__Records for this task__
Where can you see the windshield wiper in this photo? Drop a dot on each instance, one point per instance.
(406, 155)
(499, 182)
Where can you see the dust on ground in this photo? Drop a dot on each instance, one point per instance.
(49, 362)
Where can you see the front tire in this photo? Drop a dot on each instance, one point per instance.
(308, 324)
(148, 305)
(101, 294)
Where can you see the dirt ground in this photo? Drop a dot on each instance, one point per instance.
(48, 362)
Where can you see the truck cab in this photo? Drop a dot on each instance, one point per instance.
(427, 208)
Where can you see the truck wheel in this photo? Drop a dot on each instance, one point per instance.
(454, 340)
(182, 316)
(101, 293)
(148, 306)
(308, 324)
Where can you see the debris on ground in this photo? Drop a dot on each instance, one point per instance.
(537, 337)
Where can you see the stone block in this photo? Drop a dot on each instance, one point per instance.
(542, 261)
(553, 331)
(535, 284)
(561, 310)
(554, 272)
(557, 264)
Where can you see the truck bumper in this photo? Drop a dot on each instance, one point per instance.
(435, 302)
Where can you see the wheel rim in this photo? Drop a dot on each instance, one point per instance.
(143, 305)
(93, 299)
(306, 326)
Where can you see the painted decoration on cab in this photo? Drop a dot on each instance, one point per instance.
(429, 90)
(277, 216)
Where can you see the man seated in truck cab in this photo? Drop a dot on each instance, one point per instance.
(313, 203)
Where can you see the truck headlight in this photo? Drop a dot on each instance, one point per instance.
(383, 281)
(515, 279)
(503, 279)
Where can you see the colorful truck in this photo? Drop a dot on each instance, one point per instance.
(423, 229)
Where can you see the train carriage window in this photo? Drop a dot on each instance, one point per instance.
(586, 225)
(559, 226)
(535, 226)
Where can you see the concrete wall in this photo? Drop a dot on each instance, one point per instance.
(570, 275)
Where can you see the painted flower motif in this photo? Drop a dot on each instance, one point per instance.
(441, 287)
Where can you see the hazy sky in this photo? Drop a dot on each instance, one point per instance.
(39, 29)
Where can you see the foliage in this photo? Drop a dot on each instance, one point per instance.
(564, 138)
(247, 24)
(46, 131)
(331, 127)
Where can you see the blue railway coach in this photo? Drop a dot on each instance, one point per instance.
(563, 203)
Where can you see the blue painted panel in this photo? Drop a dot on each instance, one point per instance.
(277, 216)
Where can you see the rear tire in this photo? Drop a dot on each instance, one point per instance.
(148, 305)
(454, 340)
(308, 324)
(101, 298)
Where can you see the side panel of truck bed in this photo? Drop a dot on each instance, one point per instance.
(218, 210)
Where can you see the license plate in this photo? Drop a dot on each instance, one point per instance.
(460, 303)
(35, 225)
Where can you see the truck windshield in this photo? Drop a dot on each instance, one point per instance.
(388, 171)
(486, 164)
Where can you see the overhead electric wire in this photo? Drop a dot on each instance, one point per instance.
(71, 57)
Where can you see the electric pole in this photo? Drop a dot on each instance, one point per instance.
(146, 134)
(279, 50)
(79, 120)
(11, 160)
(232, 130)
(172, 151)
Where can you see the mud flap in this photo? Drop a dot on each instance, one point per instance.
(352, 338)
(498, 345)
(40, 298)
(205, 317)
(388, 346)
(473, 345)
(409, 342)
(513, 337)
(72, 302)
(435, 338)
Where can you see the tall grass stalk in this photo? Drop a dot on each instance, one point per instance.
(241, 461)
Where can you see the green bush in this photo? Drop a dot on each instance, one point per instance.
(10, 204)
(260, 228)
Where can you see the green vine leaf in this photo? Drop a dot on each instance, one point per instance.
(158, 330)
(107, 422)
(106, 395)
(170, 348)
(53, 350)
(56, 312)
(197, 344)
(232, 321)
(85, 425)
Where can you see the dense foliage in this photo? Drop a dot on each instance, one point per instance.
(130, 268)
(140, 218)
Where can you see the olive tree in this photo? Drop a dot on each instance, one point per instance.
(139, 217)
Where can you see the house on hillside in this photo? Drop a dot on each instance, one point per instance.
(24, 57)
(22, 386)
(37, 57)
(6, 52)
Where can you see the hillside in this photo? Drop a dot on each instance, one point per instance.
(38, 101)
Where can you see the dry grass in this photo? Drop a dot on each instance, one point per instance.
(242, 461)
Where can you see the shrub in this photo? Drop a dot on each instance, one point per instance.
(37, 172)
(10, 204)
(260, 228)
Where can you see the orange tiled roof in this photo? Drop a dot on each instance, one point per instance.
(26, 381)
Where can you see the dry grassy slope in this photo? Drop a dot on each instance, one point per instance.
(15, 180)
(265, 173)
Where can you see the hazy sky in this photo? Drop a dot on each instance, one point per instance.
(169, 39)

__To do__
With the line containing "Where can you see the dense" as the first and the final line of the records as the last, copy that span exactly and nothing more.

__Answer__
Where can you see the dense foliage in this photo? Drop a dot on each instance, one point per instance.
(130, 268)
(140, 218)
Where can you see the olive tree in this photo? Drop a dot on each instance, one point per instance.
(139, 217)
Where can you see the house on hillside in this photo? Drop a dot on each instance, one point per instance.
(24, 57)
(22, 386)
(37, 57)
(6, 52)
Where can you see the hillside in this photo? Drop a dot on each instance, one point per instance.
(38, 101)
Where can you see the dry grass in this photo? Drop a dot on each instance, one point per instance.
(242, 461)
Where can you see the shrub in this photo? Drop a dot on each instance, one point per instance.
(37, 172)
(10, 204)
(260, 228)
Where can you see the orange tiled roof in this photo? Drop a dot on each instance, one point per instance.
(26, 381)
Where can you see the dry grassy slope in this photo? Drop a dot on each instance, one point per instance.
(15, 180)
(265, 173)
Where can you see the hazy sky in this photo? Drop a dot on each instance, one point per instance.
(169, 39)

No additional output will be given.